- Given instruction -
Reproduce every one of the lines below word for word, omitting the pictures.

- Listed records -
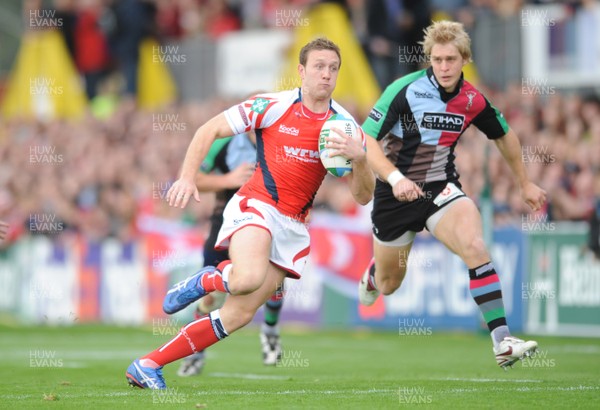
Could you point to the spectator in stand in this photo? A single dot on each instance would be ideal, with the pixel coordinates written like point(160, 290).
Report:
point(91, 48)
point(127, 23)
point(219, 19)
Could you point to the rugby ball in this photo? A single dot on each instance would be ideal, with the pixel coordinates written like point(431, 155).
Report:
point(338, 166)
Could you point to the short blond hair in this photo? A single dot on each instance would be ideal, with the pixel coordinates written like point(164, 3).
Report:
point(444, 32)
point(320, 43)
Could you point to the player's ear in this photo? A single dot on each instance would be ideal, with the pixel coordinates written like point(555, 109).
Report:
point(301, 71)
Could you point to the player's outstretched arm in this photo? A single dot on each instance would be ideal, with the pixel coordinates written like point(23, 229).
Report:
point(362, 179)
point(510, 148)
point(185, 187)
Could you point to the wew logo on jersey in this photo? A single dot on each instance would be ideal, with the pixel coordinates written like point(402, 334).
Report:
point(443, 121)
point(302, 154)
point(284, 129)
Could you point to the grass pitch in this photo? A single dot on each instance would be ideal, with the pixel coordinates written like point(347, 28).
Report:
point(84, 367)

- Response to the exercise -
Could you point to the spectator in stand in this photo? A single dot on each instance would be ideal, with the pixel coordinates written like point(160, 290).
Report:
point(91, 48)
point(127, 23)
point(219, 19)
Could you point to the rugby ball in this photo? A single dot on each instance would be ideal, with the pixel coordinates written like point(431, 155).
Report:
point(338, 166)
Could you point to the short blond hair in this photo? A single dot on each instance would be ideal, with the pixel coordinates written like point(164, 3).
Report:
point(444, 32)
point(320, 43)
Could you point to the player's ear in this photo? A single dot on each instance would be ideal, with the pixel coordinates written like point(555, 109).
Report:
point(301, 71)
Could you point to the player's outstretched arm in this photo? A single dot on each instance would be ideal, with the pixel coordinates written like point(23, 229).
Report:
point(362, 179)
point(510, 148)
point(185, 187)
Could you point to the wew logo on jersey in this photo? A single dot on each instance would be ideal, with the pixel coordinates written like point(402, 334).
Report:
point(443, 121)
point(302, 154)
point(284, 129)
Could you point to the grass pitch in this photo? A single dot on each instance would be ideal, with the pixel coordinates written like point(347, 28).
Report:
point(84, 367)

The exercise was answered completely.